# Material to process
------------------------------------------------

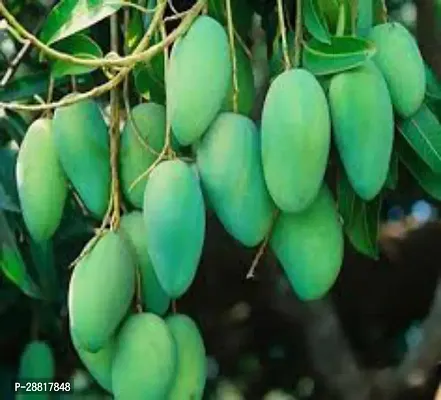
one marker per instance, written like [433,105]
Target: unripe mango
[41,183]
[140,147]
[82,142]
[399,59]
[174,211]
[145,359]
[153,295]
[36,363]
[229,163]
[197,86]
[191,370]
[309,246]
[363,121]
[101,290]
[296,136]
[99,364]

------------------------------------------------

# Exercise prompt
Copy out all of the listing word for word, but skip the images.

# Expected output
one marker per instance, written like [433,105]
Target: unripe mango
[41,183]
[140,147]
[82,142]
[399,59]
[174,211]
[145,359]
[153,295]
[36,363]
[229,163]
[197,86]
[191,370]
[309,246]
[363,121]
[101,290]
[296,136]
[99,364]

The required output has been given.